San Sossio Baronia
Campania

San Sossio Baronia è un comune italiano della provincia di Avellino in Campania. Situato nella Baronia, ultimo lembo orientale d'Irpinia ai confini con la Puglia, San Sossio Baronia è un centro agricolo-commerciale dell'Appennino campano, ubicato sul fianco settentrionale della dorsale che divide la valle dell'Ufita da quella del suo affluente Fiumarella, nell'alto bacino del Calore.
Adagiato alle falde di un'altura e circondata da colline e contrafforti che gli chiudono l'orizzonte, il paese risulta così parzialmente protetto dal rigore dei freddi invernali. Infatti, sebbene l'altitudine (650 m) sia superiore a quella di molti paesi circostanti, il centro abitato è sufficientemente riparato dai venti e dal nevischio. Inoltre, la presenza di boschi periferici dona ampia frescura alla zona e attenua notevolmente la calura intensa dei mesi estivi, apportando alla località vantaggi climatici ragguardevoli.
Il territorio comunale confina con 5 comuni della provincia di Avellino e 2 della provincia di Foggia. In riferimento ai comuni confinanti, il centro abitato, che si trova decentrato a sud-ovest rispetto all'intero suo territorio, dista: 1,4 km da San Nicola Baronia; 3,7 km da Trevico; 4,4 km da Vallesaccarda; 4,5 km da Flumeri; 6 km da Zungoli; 9,1 km da Anzano di Puglia; 11,5 km da Monteleone di Puglia.
Il punto più basso del territorio comunale si trova ad un'altitudine di 465 m s.l.m., mentre la massima quota è di 895 m s.l.m. che si raggiunge in contrada Molara. L'unico corso d'acqua degno di nota è il torrente Fiumarella che è alimentato dalle acque provenienti dai vari valloni presenti sul territorio comunale: Vallone dei Granci, Vallone della Mola, Vallone La Terra, Vallone Caronte, Vallone dei Freddi. Il centro è situato in una zona ad elevata sismicità e perciò è stato vittima, nel tempo, di terribili terremoti che, più volte, ne hanno scosso le fondamenta e mietuto numerose vittime: tra gli ultimi sismi rilevanti vanno ricordati quello del 23 luglio 1930 (Terremoto dell'Irpinia e del Vulture del 1930 con la morte di 42 sossiani e 50 case crollate), quello del 21 agosto 1962 (Terremoto dell'Irpinia del 1962) e del 23 novembre 1980 (Terremoto dell'Irpinia del 1980).

● COMPITO
Riporta parola per parola il brano su San Sossio Baronia, tutto quello che va da "San Sossio Baronia è un comune" giù fino a "bacino del Calore." compreso. L'elenco qui sotto non serve.

● MATERIALE FORNITO
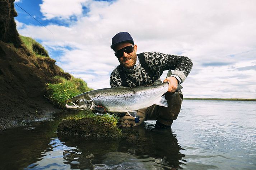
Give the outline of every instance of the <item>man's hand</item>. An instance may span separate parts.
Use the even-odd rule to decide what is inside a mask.
[[[178,80],[174,77],[167,77],[163,81],[163,82],[168,82],[169,83],[169,88],[167,92],[172,93],[175,91],[178,87]]]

● RISULTATO
San Sossio Baronia è un comune italiano della provincia di Avellino in Campania. Situato nella Baronia, ultimo lembo orientale d'Irpinia ai confini con la Puglia, San Sossio Baronia è un centro agricolo-commerciale dell'Appennino campano, ubicato sul fianco settentrionale della dorsale che divide la valle dell'Ufita da quella del suo affluente Fiumarella, nell'alto bacino del Calore.